PROBLEMS TO WORK ON:
• A. Can you set down, word for word, the part of the passage on the South Dakota blizzard starting with "For livestock producers" and going on through "about the blizzard."?
• B. In the passage on the South Dakota blizzard, how would the paragraph beginning "Which is why it's estimated" read as a short bulleted list that keeps its main facts?
[[ SOURCE TEXT open ]]
You know what’s amazing? Every time I turned on my TV over the last eleven days, I’ve seen something about the government shutdown. The national media have rehashed it 1,000 times. How it’s affecting furloughed employees. What does this mean for the economy? Common, everyday tasks and information that is now impossible to do and get because the government is partially shutdown. Even how it’s affecting middle America and farmers.

Shoot, as an IFB employee, I’ve gotten most of those calls from the media.

What’s more amazing? The fact that the national media haven’t picked up on one of the biggest impacts of the partial government shutdown: South Dakota farmers and ranchers being left out in the cold.

Don’t be surprised if you need me to further explain. After all, there’s been little to no national media coverage about the blizzard that ravaged western South Dakota, Wyoming and Nebraska last weekend.

But ravaged it was. While the western plains states are accustomed to early snow, they aren’t accustomed to inches of rain followed by feet of snow and 70+ mile per hour winds – all in the first weekend of October. And their livestock aren’t accustomed to it, either.

Which is why it’s estimated more than 70,000 cows in western South Dakota are now dead. And that doesn’t include sheep and horses that perished in the storm, either. Without FSA and USDA offices open, farmers and ranchers have no one in which to turn. Add to it there’s no new farm bill, and ranchers are really left out in the cold, with no disaster relief programs or indemnity programs.

For livestock producers and folks involved in agriculture, that’s gut-wrenching enough in itself. Losing animals is never easy. But, for me, what’s worse still is some of the internet chatter I’ve read following Facebook photos and information surfacing about the blizzard.

It’s the clearest illustration I’ve ever seen of the disconnect between farmers and ranchers and the general public.

SD Blizzard 2 SD Blizzard

Because of the lack of national media attention, a South Dakota rancher posted a picture to Ellen DeGeneres’ Facebook page, asking her to cover the story on her talk show and the comments got a little heated, as you can see above. As of last night, more than 6,000 people had commented on the photo. Some, just to leave well wishes, and others to question the efforts of farmers and ranchers. Still more, ranchers themselves, to comment on just what they could and couldn’t do.
[[ SOURCE TEXT closed ]]
[[ RECORDS PROVIDED open ]]
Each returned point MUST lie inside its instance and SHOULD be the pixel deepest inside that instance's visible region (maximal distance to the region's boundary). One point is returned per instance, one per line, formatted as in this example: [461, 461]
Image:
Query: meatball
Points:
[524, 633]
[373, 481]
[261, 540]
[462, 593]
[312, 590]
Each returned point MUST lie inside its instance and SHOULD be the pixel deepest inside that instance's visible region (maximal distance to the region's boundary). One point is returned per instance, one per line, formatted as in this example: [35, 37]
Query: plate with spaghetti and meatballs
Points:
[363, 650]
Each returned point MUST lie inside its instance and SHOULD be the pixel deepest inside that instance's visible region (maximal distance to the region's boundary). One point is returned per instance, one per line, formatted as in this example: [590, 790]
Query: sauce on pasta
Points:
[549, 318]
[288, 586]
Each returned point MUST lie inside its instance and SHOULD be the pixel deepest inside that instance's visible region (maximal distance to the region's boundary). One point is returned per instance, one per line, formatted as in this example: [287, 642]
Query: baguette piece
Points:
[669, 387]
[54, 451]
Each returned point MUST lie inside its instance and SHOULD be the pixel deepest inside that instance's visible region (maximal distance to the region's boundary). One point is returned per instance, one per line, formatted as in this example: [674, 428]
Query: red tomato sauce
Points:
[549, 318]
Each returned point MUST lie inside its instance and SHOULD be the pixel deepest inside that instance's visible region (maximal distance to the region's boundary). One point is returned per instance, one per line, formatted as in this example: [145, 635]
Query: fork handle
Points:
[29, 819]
[[ RECORDS PROVIDED closed ]]
YOUR WRITTEN ANSWERS:
• A.
For livestock producers and folks involved in agriculture, that’s gut-wrenching enough in itself. Losing animals is never easy. But, for me, what’s worse still is some of the internet chatter I’ve read following Facebook photos and information surfacing about the blizzard.

• B.
- An estimated 70,000+ cows died in western South Dakota, not counting sheep and horses killed in the storm.
- With FSA and USDA offices closed, farmers and ranchers have no one to turn to.
- With no new farm bill, ranchers have no disaster relief or indemnity programs.